━━ Document extract

There are cases and TaskViews that auto-approve, and thus automatically do the middle step right after the first. There are also others which do not need a Token and thus run the submit step as part of the second, or even all three at once. The exact number of ‘steps’ and the time between them depends on the definition of the TaskView.
Actions themselves can also effectively do anything within the scope of those three stages, and there is even the ability to chain multiple actions together, and pass data along to other actions.
Details for adding taskviews and actions can be found on the Creating Plugins for Adjutant page.
What is an Action?¶
Actions are a generic database model which knows what ‘type’ of action it is. On pulling the actions related to a Task from the database we wrap it into the appropriate class type which handles all the logic associated with that action type.
An Action is both a simple database representation of itself, and a more complex in memory class that handles all the logic around it.
Each action class has the functions “pre_approve”, “post_approve”, and “submit”. These relate to stages of the approval process, and any python code can be executed in those functions.
What is a Task?¶
A task is a top level model representation of the request. It wraps the request metadata, and based on the TaskView, will have actions associated with it.
What is a Token?¶
A token is a unique identifier linking to a task, so that anyone submitting the token will submit to the actions related to the task.
What is an TaskView?¶
TaskViews are classes which extend the base TaskView class and use its inbuilt functions to process actions. They also have actions associated with them and the inbuilt functions from the base class are there to process and validate those against data coming in.

━━━━

Tasks for this exercise:
1. Copy the Adjutant excerpt from "What is a Token?¶" to "data coming in.", replacing "unique identifier" with "distinct identifier".
2. Continue the Adjutant excerpt, starting after its final sentence.

━━ Provided records

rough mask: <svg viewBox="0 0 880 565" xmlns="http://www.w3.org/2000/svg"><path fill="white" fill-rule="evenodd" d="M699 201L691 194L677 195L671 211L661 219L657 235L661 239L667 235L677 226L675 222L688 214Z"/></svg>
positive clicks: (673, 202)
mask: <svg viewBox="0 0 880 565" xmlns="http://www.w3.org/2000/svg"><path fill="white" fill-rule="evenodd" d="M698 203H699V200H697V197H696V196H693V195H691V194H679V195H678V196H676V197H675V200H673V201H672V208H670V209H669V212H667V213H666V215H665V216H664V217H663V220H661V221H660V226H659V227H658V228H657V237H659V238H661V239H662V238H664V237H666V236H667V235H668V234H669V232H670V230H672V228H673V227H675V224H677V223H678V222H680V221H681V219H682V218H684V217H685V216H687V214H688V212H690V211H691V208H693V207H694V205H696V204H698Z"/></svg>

━━━━
━━ Provided records

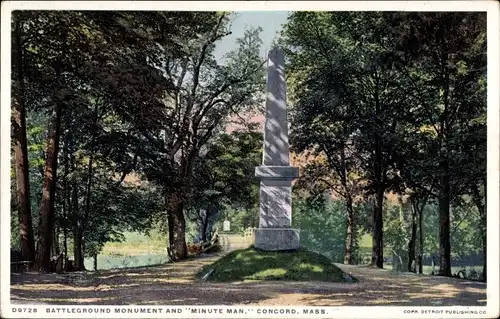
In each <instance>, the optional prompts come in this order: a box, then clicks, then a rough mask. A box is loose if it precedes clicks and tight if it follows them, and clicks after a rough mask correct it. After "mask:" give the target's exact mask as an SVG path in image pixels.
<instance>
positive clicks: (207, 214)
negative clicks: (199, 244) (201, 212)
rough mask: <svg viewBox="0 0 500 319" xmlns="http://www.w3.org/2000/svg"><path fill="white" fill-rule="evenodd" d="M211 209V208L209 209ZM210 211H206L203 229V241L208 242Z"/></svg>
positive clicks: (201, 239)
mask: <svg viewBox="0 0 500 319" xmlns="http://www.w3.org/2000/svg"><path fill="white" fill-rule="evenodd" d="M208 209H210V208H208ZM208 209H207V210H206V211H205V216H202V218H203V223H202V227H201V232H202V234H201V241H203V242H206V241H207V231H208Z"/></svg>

━━━━

Outputs for the tasks:
1.
What is a Token?¶
A token is a distinct identifier linking to a task, so that anyone submitting the token will submit to the actions related to the task.
What is an TaskView?¶
TaskViews are classes which extend the base TaskView class and use its inbuilt functions to process actions. They also have actions associated with them and the inbuilt functions from the base class are there to process and validate those against data coming in.

2.
The TaskView will process incoming data and build it into a Task, and the related Action classes.
The base TaskView class has three functions:
- get
- just a basic view function that by default returns list of actions, and their required fields for the action view.
- process_actions
- needs to be called in the TaskView definition
- A function to run the processing and validation of request data for actions.
- Builds and returns the task object, or the validation errors.
At their base TaskViews are django-rest ApiViews, with a few magic functions to wrap the task logic.
Deploying Adjutant in Devstack¶
This is a guide to setting up Adjutant in a running Devstack environment close to how we have been running it for development purposes.
This guide assumes you are running this in a clean ubuntu 16.04 virtual machine with sudo access.
Deploy Devstack¶
Grab the Devstack repo:
git clone https://github.com/openstack-dev/devstack.git
And then define a basic localrc file with the password set and place that in the devstack folder (adjutant’s default conf assumes ‘openstack’ as the admin password):
ADMIN_PASSWORD=openstack
MYSQL_PASSWORD=openstack
DATABASE_PASSWORD=openstack
RABBIT_PASSWORD=openstack
SERVICE_PASSWORD=openstack
Run the devstack build:
./devstack/stack.sh
Provided your VM has enough ram to handle a devstack install this should take a while, but go smoothly. Ideally give your VM 5gb or more of ram, any less can cause the devstack build to fail.
Deploy Adjutant¶
Grab the Adjutant repo:
git clone https://github.com/openstack/adjutant.git
Then you’ll want to setup a virtual environment:
cd adjutant
virtualenv venv
source venv/bin/activate
Once that is done you can install Adjutant and its requirements:
pip install -r requirements.txt
python setup.py develop
If you prefer you can install it fully, but using develop instead allows you update the Adjutant code and have the service reflect that without rerunning the install.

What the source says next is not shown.